**PROBLEM SET**.
A) Edit the patch header starting with "From 6da93c5db43d5f8c340cc45e47bc73752f16c72c Mon" and going on through "insertions(+), 4 deletions(-)", putting "segconvert.c" in place of "segresize.c".
B) Answer these questions from the patch header:
(i) What date and time are given for the patch?
(ii) How many files does the patch change?
(iii) Which file has 350 changed lines?

From 6da93c5db43d5f8c340cc45e47bc73752f16c72c Mon Sep 17 00:00:00 2001
From: Maxim Orlov <m.orlov@postgrespro.ru>
Date: Tue, 13 Aug 2024 14:44:50 +0300
Subject: [PATCH v5 3/4] Make pg_upgrade convert multixact offsets.

Author: Maxim Orlov <orlovmg@gmail.com>
---
 src/bin/pg_upgrade/Makefile     |   1 +
 src/bin/pg_upgrade/meson.build  |   1 +
 src/bin/pg_upgrade/pg_upgrade.c |  29 ++-
 src/bin/pg_upgrade/pg_upgrade.h |  13 +-
 src/bin/pg_upgrade/segresize.c  | 350 ++++++++++++++++++++++++++++++++
 5 files changed, 390 insertions(+), 4 deletions(-)

Records from a point labeling set
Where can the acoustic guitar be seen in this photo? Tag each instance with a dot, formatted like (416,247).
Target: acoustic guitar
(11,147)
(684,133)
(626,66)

**WRITTEN ANSWERS**.
A)
From 6da93c5db43d5f8c340cc45e47bc73752f16c72c Mon Sep 17 00:00:00 2001
From: Maxim Orlov <m.orlov@postgrespro.ru>
Date: Tue, 13 Aug 2024 14:44:50 +0300
Subject: [PATCH v5 3/4] Make pg_upgrade convert multixact offsets.

Author: Maxim Orlov <orlovmg@gmail.com>
---
 src/bin/pg_upgrade/Makefile     |   1 +
 src/bin/pg_upgrade/meson.build  |   1 +
 src/bin/pg_upgrade/pg_upgrade.c |  29 ++-
 src/bin/pg_upgrade/pg_upgrade.h |  13 +-
 src/bin/pg_upgrade/segconvert.c  | 350 ++++++++++++++++++++++++++++++++
 5 files changed, 390 insertions(+), 4 deletions(-)

B)
(i) Tue, 13 Aug 2024 14:44:50 +0300
(ii) 5 files
(iii) src/bin/pg_upgrade/segresize.c